*TEXTO APRESENTADO*:

━━━━━━

R - Subscreve as palavras de Manuel Machado em relação a Jorge Jesus?

AI - O Manuel Machado tem os seus problemas e nós temos os nossos.

R - Esteve fora do futebol português durante quatro anos e quando saiu para o estrangeiro disse que a qualidade do nosso desporto-rei era fraca. Fazem falta mais equipa como o Benfica para animar o campeonato?
AI - Também é preciso ter o dinheiro do Benfica! Posso-vos dizer que temos na Naval jogadores a ganhar dois mil euros por mês. Haverá algum jogador do Benfica a ganhar isto? Nem nos juniores, certamente. Nem sempre é possível ter qualidade quando os recursos são escassos. O meu tipo de futebol é o de passe e movimento mas para isso o jogador tem de ser bom tecnicamente e o relvado também tem de ser bom. E o nosso relvado, por exemplo, está mau...

R - É a história dos ovos e das omeletas...
AI - É. Por isso, reafirmo que o nosso campeonato é competitivo mas em termos de qualidade tem as suas debilidades. O que nos obriga a uma adaptação. Por isso é que temos jogos com pouquíssimas oportunidades de golo mas este é o futebol que temos. Não mandem é tudo para cima dos treinadores. Para termos um campeonato mais competitivo, com qualidade, tem que haver menos equipas. E se conseguirmos distribuir alguns dos jogadores dos clubes grandes pelos outros clubes, sem ser na condição de empréstimo, as coisas também podem melhorar. Temos de ver que tipo de futebol queremos: com qualidade-competitivade ou competividade e menor qualidade como temos este ano?

CONTENTE COM ÊXITO DE DOMINGOS
«Até parecia que só havia um treinador para o Sp. Braga...»

R - Acredita que o Sp. Braga de Domingos pode repetir a façanha do Boavista de Pacheco?
AI - Antes de tudo, estou muito satisfeito com tudo o que o Domingos está a fazer neste início da sua carreira como treinador. Depois, porque até aqui parecia que apenas havia um treinador capaz de manter o Sp. Braga a este nível. O Domingos está a provar que não só é capaz de manter o Sp. Braga ao nível anterior mas também de o colocar num patamar superior. Outra razão por que estou contente é que eu também não gosto de ver só três grandes na luta do título. O que vemos neste momento é que está melhor o Sp. Braga nessa luta que o Sporting. Espero que o Sp. Braga possa estar ali até ao final, a lutar pelo título. Curiosamente, a equipa com menor capacidade financeira é a que está melhor, com a qualidade a sobressair também graças ao esquema que o Domingos conseguiu idealizar. Ao mesmo tempo, os jogadores estão a valorizar. O que não quer dizer que os seus jogadores sejam melhores do que os do Benfica, do FC Porto ou do Sporting (se calhar aqui alguns são mesmo melhores...). A imagem que transparece é que o Sp. Braga poderá lutar pelo título até ao fim.

━━━━━━

*DADOS DO EXERCÍCIO*:

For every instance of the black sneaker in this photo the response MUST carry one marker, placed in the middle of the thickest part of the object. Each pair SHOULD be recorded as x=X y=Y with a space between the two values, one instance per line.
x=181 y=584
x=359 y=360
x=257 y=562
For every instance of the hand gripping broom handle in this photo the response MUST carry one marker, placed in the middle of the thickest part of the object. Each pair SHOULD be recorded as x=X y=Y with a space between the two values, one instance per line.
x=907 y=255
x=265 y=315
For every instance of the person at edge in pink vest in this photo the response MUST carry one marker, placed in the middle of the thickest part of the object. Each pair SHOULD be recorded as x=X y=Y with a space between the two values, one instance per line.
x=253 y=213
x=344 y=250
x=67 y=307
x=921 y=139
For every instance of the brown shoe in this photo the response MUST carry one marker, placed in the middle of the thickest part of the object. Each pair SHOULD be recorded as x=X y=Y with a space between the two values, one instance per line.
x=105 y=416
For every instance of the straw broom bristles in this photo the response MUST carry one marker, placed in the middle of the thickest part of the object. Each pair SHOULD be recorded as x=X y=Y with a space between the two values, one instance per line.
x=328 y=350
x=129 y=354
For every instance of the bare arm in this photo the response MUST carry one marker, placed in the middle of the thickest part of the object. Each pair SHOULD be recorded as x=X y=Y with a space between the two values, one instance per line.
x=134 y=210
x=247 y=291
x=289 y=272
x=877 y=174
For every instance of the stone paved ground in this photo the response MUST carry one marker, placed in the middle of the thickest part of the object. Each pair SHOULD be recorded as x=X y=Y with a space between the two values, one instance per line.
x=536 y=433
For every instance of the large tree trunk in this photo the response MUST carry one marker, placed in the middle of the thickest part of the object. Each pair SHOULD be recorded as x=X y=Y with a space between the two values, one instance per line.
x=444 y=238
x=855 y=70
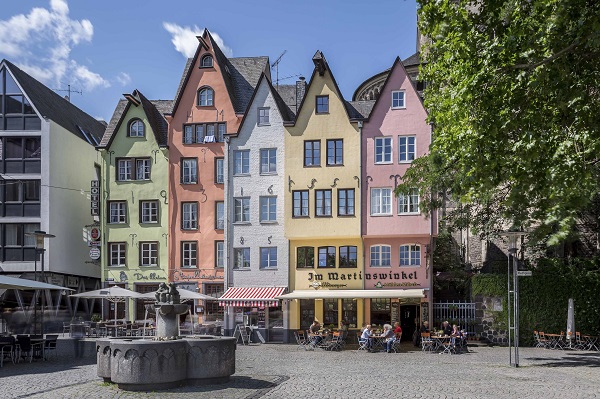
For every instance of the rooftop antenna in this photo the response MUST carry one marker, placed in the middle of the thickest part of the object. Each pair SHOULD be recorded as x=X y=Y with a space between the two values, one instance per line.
x=69 y=91
x=276 y=66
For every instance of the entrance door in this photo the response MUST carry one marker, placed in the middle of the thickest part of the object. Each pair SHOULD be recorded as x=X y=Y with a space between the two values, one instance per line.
x=408 y=320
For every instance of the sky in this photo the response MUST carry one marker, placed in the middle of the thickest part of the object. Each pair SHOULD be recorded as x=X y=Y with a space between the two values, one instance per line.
x=107 y=48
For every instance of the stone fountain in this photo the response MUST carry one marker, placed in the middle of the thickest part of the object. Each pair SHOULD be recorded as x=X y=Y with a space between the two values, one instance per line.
x=167 y=360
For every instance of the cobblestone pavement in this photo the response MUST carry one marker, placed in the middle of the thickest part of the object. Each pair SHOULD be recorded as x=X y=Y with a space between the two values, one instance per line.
x=283 y=371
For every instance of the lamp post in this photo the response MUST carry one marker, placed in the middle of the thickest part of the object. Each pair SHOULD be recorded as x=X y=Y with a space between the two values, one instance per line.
x=40 y=237
x=513 y=345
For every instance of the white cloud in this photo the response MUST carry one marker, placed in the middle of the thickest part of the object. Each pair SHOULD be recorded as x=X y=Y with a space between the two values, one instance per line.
x=41 y=43
x=184 y=39
x=123 y=78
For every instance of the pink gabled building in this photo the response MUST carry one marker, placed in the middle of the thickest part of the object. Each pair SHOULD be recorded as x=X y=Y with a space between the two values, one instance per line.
x=397 y=237
x=210 y=102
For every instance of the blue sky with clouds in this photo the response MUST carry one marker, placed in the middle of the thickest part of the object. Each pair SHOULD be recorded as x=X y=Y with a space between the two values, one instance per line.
x=109 y=47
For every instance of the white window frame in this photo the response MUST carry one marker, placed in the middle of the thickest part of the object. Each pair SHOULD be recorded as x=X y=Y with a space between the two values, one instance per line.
x=405 y=148
x=399 y=103
x=409 y=204
x=149 y=210
x=383 y=150
x=379 y=205
x=120 y=250
x=271 y=258
x=263 y=116
x=189 y=254
x=377 y=255
x=413 y=258
x=241 y=258
x=149 y=253
x=241 y=210
x=241 y=162
x=189 y=216
x=117 y=212
x=268 y=161
x=268 y=209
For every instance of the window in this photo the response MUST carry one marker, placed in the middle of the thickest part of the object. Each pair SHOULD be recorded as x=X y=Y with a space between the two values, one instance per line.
x=189 y=254
x=323 y=203
x=189 y=210
x=406 y=148
x=241 y=258
x=142 y=169
x=207 y=61
x=410 y=255
x=149 y=212
x=300 y=203
x=348 y=256
x=219 y=253
x=117 y=253
x=268 y=160
x=268 y=209
x=133 y=168
x=305 y=257
x=398 y=99
x=205 y=97
x=381 y=256
x=383 y=150
x=268 y=257
x=409 y=203
x=220 y=215
x=322 y=104
x=346 y=202
x=241 y=212
x=312 y=153
x=117 y=212
x=335 y=152
x=189 y=170
x=381 y=201
x=219 y=170
x=263 y=116
x=148 y=253
x=241 y=162
x=326 y=257
x=136 y=128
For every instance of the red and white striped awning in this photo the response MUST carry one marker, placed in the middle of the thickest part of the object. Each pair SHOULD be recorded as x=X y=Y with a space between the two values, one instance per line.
x=251 y=296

━━━━━━

*EXERCÍCIOS PROPOSTOS*:
A. Reproduza fielmente o excerto da entrevista que vai desde "R - É a história" até "temos este ano?", inclusive.
B. Transcreva tal como estão as linhas dos registos desde a linha com "For every instance of the cobblestone" até à linha com "x=513 y=345", inclusive.

*SOLUÇÕES DOS EXERCÍCIOS*:
A.
R - É a história dos ovos e das omeletas...
AI - É. Por isso, reafirmo que o nosso campeonato é competitivo mas em termos de qualidade tem as suas debilidades. O que nos obriga a uma adaptação. Por isso é que temos jogos com pouquíssimas oportunidades de golo mas este é o futebol que temos. Não mandem é tudo para cima dos treinadores. Para termos um campeonato mais competitivo, com qualidade, tem que haver menos equipas. E se conseguirmos distribuir alguns dos jogadores dos clubes grandes pelos outros clubes, sem ser na condição de empréstimo, as coisas também podem melhorar. Temos de ver que tipo de futebol queremos: com qualidade-competitivade ou competividade e menor qualidade como temos este ano?

B.
For every instance of the cobblestone pavement in this photo the response MUST carry one marker, placed in the middle of the thickest part of the object. Each pair SHOULD be recorded as x=X y=Y with a space between the two values, one instance per line.
x=283 y=371
For every instance of the lamp post in this photo the response MUST carry one marker, placed in the middle of the thickest part of the object. Each pair SHOULD be recorded as x=X y=Y with a space between the two values, one instance per line.
x=40 y=237
x=513 y=345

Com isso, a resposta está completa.